● **What the exercise asks**
Pick out every line of the records below that contains the word "grass", and copy each of those lines in full.

-*-*-

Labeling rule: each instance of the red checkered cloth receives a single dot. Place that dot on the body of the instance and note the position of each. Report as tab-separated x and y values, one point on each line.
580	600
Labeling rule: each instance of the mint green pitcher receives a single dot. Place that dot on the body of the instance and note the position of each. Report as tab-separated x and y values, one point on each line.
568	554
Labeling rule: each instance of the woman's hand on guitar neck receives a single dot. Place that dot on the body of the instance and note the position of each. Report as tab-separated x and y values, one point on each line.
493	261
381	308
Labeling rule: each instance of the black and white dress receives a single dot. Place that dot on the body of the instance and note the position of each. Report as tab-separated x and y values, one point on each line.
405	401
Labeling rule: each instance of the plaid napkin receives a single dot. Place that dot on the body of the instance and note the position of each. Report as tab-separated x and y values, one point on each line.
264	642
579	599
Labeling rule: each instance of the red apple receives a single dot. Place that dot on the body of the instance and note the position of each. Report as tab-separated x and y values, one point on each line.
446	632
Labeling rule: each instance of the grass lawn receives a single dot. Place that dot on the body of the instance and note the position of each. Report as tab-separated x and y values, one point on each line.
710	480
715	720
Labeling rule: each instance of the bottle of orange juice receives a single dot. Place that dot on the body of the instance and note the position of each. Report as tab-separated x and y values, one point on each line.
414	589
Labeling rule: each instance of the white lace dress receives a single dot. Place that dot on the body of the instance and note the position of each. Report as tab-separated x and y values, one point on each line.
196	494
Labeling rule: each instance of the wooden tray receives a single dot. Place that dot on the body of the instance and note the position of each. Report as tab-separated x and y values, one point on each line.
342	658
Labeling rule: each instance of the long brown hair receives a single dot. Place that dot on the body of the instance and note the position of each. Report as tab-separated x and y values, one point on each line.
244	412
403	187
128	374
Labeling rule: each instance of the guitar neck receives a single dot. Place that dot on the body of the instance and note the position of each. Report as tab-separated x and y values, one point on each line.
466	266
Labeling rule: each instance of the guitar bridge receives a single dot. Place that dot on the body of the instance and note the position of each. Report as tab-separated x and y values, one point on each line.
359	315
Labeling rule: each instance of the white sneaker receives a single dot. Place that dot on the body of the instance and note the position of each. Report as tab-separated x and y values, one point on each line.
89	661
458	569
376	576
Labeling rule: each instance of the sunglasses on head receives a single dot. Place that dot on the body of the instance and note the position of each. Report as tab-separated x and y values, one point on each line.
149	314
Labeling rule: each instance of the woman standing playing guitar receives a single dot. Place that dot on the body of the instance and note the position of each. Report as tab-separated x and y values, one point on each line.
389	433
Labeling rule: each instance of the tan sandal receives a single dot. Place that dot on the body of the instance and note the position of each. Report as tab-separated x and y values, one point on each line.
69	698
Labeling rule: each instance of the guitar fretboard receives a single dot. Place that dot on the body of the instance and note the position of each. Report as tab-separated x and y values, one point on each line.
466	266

-*-*-

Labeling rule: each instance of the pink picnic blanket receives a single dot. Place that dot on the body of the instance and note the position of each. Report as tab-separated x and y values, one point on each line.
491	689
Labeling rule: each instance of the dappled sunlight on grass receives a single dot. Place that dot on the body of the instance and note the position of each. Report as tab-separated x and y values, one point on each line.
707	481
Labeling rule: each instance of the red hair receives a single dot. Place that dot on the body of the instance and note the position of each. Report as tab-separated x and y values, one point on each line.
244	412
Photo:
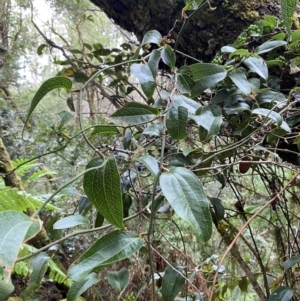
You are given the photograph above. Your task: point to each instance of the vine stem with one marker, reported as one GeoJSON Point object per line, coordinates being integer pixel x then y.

-*-*-

● **Complete output**
Labeling rule: each instance of the grass lawn receives a single dot. Place that dot on the body of the instance and note the position of each. Report as tab-separated x and y values, one point on each line.
Labeling rule: each instance of the dappled sunlight on grass receives a single dot. Place that dot on the body of the instance and note the position of each. Report as tab-separated x and y values, one point on each line.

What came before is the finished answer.